- _Tasks to carry out_
1. According to the review of Moya Roddy's collection below, which press publishes Out of the Ordinary?
2. List every poem that the review of Moya Roddy's collection below names by title.
3. Repeat the passage of the review of Moya Roddy's collection below, starting at the words "with a dab of" and stopping after "from the dead.".

- _Selected extract_

————————

While she has been writing and reading her poems for years Out of the Ordinary (Salmon, €12) is Moya Roddy’s first collection. Pared-back and precise, these poems quietly dramatic, not surprisingly, as Roddy is also a playwright. Most poems barely fill half a page, leaving space to ponder what is not said. Subtext is the playwright’s home ground; it is, after all, the silences that really make a poem unforgettable, beautifully expressed in Picking Blackberries, “... we reach … whoop as the first berry/touches base, a sound that’s not/ a sound as cans fill up.”

Which comes first, the poet or playwright? It is hard to know but it is clear that Roddy is deliberately working with the unsaid in final lines of Watermark – about a walk on Trá Bán – “I will remember this walk/because so little happened/and we never spoke about it”. This haunting crystallises around a large number of poems about Roddy’s Donegal mother who haunts the book from the first beautifully understated poem Miracle, where Roddy remembers praying for her mother to wake up from her afternoon nap:

Around five you’d rise,

unwind the long scarf

worn to protect your hair,

bring wan lips to life

with a dab of lipstick –

then sally forth

to get something in for tea

– eggs or a piece of liver –

waving and smiling,

waving and smiling

as if you’d just risen from the dead.

And then having risen from the dead, this Donegal outsider exiled in Dublin, continues to appear throughout the book. The family’s “country ways” a source of shame during Roddy’s childhood turn into “fruitful seeds,/an ear for sound, a body tensed to write”. Everything is passed down as towards the end, poems about Roddy’s daughter appear; the haunting reaches its apotheosis when the mother “is in the hand gripping my daughter’s shoulder.” We are brought full circle when the poem finishes with an eerie reprise of the poem’s title, “It was the first time I saw my mother:/the first time I caught a glimpse of myself.”

————————

- _Stored rows_
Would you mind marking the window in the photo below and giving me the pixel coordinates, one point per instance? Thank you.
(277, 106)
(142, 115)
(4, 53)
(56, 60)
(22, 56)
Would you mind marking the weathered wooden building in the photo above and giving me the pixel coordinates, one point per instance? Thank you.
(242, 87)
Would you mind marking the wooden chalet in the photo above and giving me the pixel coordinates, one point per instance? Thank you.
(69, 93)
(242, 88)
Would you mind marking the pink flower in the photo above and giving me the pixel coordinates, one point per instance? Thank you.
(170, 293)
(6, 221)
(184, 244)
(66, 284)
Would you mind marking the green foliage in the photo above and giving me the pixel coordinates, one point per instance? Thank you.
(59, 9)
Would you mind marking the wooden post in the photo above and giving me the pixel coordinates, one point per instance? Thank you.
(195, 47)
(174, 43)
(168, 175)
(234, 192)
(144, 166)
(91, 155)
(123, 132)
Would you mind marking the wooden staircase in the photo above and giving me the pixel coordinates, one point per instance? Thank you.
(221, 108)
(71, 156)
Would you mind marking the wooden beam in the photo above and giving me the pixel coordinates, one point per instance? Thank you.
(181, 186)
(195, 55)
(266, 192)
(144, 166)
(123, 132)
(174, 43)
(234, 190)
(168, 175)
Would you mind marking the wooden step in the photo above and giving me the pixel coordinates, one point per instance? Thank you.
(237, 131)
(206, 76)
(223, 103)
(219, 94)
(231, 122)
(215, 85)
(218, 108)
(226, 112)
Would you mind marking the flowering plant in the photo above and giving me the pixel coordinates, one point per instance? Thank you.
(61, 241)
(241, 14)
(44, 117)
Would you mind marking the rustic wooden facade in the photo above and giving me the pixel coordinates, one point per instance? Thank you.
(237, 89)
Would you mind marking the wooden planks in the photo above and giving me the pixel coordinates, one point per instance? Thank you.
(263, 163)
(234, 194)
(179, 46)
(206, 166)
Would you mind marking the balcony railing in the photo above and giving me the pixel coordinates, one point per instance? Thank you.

————————

- _The replies_
1. Salmon

2. Picking Blackberries, Watermark, Miracle

3.
with a dab of lipstick –

then sally forth

to get something in for tea

– eggs or a piece of liver –

waving and smiling,

waving and smiling

as if you’d just risen from the dead.